>> start
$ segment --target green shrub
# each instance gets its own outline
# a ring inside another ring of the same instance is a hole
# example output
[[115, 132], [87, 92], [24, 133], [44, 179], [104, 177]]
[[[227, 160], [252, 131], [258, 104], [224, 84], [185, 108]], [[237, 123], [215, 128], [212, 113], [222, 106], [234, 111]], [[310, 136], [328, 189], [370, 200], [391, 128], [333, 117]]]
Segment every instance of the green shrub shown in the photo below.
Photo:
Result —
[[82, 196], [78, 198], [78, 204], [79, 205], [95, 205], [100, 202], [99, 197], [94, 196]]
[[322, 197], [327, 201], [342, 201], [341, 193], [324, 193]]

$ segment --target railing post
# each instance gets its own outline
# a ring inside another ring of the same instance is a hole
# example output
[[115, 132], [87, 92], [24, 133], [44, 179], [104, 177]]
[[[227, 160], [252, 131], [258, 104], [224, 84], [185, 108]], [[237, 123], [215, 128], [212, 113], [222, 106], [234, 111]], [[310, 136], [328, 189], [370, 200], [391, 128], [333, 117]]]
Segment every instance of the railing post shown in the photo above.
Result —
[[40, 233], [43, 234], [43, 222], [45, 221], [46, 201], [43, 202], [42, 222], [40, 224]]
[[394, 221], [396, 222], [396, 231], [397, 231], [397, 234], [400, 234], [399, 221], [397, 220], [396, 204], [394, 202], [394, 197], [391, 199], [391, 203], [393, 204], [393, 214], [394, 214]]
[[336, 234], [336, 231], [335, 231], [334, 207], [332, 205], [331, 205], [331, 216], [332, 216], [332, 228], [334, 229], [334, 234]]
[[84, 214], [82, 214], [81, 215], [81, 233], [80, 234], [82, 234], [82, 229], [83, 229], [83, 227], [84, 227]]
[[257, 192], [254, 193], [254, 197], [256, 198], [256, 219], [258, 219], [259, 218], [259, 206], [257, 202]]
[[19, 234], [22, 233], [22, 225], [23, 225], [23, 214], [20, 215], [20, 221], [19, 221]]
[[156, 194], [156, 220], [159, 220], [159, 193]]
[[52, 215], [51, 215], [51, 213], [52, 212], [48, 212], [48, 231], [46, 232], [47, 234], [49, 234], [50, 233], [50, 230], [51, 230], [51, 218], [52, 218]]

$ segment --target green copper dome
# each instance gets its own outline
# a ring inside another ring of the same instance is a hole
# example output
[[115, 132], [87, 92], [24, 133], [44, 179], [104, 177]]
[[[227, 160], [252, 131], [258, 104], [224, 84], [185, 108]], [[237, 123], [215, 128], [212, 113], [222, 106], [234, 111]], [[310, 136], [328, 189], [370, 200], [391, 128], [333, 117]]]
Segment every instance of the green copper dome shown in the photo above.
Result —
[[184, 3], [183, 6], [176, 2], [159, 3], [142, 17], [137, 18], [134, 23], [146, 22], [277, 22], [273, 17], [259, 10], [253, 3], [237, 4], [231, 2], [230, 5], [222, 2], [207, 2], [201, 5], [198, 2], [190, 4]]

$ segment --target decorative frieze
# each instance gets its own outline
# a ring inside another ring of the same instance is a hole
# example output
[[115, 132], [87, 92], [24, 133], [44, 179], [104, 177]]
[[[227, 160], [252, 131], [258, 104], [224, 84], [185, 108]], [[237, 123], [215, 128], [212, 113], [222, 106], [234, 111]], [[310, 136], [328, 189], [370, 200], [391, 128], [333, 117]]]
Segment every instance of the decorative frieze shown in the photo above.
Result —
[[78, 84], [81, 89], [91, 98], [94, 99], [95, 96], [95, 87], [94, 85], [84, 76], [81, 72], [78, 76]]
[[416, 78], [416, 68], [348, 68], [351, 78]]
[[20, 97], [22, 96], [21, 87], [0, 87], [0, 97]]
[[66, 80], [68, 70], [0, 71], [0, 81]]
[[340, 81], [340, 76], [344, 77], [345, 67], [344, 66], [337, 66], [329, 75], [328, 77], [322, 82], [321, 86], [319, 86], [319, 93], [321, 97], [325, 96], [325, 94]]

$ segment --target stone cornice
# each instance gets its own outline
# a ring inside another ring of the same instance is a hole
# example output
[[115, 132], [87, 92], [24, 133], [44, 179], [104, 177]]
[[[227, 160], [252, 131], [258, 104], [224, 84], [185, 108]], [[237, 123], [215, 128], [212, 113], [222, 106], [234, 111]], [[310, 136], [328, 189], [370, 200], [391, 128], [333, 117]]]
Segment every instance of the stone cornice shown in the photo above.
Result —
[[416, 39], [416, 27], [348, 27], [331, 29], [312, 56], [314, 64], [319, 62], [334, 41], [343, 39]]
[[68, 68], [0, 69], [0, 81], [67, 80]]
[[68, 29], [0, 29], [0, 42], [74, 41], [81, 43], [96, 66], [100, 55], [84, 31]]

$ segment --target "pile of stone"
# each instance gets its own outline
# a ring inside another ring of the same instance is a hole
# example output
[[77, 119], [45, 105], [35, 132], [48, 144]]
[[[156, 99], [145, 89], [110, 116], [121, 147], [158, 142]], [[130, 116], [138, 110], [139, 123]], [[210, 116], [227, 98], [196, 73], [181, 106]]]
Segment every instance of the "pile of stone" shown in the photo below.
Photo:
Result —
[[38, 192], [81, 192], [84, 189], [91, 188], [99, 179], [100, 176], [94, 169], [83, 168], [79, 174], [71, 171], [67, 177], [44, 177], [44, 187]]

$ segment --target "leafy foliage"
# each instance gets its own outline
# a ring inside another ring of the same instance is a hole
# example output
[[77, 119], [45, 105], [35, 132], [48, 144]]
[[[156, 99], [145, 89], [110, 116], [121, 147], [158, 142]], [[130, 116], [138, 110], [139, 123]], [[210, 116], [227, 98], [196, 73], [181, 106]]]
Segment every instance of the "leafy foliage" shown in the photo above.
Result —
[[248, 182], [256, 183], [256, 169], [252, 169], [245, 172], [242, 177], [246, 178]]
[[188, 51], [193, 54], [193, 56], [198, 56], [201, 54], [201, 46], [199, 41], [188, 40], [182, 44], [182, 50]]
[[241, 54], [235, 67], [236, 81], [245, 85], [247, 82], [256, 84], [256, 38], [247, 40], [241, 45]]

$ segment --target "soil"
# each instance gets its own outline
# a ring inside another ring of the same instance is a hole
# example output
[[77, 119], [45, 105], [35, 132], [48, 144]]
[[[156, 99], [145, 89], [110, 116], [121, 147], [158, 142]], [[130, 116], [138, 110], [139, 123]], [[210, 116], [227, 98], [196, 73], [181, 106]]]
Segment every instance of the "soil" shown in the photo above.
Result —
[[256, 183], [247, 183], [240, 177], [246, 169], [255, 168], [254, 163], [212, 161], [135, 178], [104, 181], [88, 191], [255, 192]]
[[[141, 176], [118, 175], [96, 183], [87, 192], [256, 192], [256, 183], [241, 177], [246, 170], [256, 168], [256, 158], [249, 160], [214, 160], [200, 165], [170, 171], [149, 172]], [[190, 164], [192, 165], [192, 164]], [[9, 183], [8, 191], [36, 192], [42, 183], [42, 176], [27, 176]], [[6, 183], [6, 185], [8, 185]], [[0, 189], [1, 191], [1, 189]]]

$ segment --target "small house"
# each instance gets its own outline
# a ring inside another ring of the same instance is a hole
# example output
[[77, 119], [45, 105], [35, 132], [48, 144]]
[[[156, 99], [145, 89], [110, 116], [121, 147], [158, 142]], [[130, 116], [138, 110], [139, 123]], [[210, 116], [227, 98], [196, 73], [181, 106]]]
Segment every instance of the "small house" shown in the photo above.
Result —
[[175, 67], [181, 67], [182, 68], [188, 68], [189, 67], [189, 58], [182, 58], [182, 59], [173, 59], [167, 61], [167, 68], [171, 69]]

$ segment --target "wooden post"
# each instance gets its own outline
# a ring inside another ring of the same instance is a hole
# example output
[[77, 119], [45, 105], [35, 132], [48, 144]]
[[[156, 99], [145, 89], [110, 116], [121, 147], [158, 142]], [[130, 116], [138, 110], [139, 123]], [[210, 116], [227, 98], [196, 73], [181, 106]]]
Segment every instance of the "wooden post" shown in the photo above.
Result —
>> end
Retype the lines exactly as they appear, starting with the line containing "--target green copper dome" and continuing through the line containing "96], [325, 94]]", both included.

$ segment --target green copper dome
# each instance gets its own outline
# a ring inside another ring of the same instance is a hole
# example output
[[115, 132], [87, 92], [24, 133], [44, 179], [104, 177]]
[[[227, 160], [252, 131], [258, 104], [224, 84], [185, 108]], [[237, 123], [215, 128], [212, 113], [222, 106], [234, 111]], [[310, 136], [328, 189], [370, 200], [391, 128], [333, 117]]]
Segment every instance of the green copper dome shown in the photo above.
Result —
[[184, 3], [183, 6], [176, 2], [159, 3], [142, 17], [137, 18], [134, 23], [146, 22], [277, 22], [273, 17], [259, 10], [253, 3], [237, 4], [231, 2], [230, 5], [222, 2], [207, 2], [201, 5], [198, 2], [190, 4]]

$ segment --target decorative frieze
# each instance gets its own outline
# a ring inside another ring of the same instance is a hole
# example output
[[115, 132], [87, 92], [24, 133], [44, 179], [104, 177]]
[[[227, 160], [252, 131], [258, 104], [224, 84], [185, 108]], [[237, 123], [215, 128], [212, 113], [222, 106], [234, 111]], [[310, 136], [328, 189], [370, 200], [391, 128], [333, 117]]]
Segment every instance of the decorative frieze shown in the photo above.
Result —
[[78, 84], [81, 89], [91, 98], [94, 99], [95, 96], [95, 87], [94, 85], [84, 76], [81, 72], [78, 76]]
[[416, 78], [416, 68], [348, 68], [351, 78]]
[[20, 97], [22, 96], [21, 87], [0, 87], [0, 97]]
[[66, 80], [68, 70], [0, 71], [0, 81]]
[[340, 81], [340, 76], [344, 77], [345, 67], [344, 66], [337, 66], [329, 75], [328, 77], [322, 82], [321, 86], [319, 86], [319, 93], [321, 97], [325, 96], [325, 94]]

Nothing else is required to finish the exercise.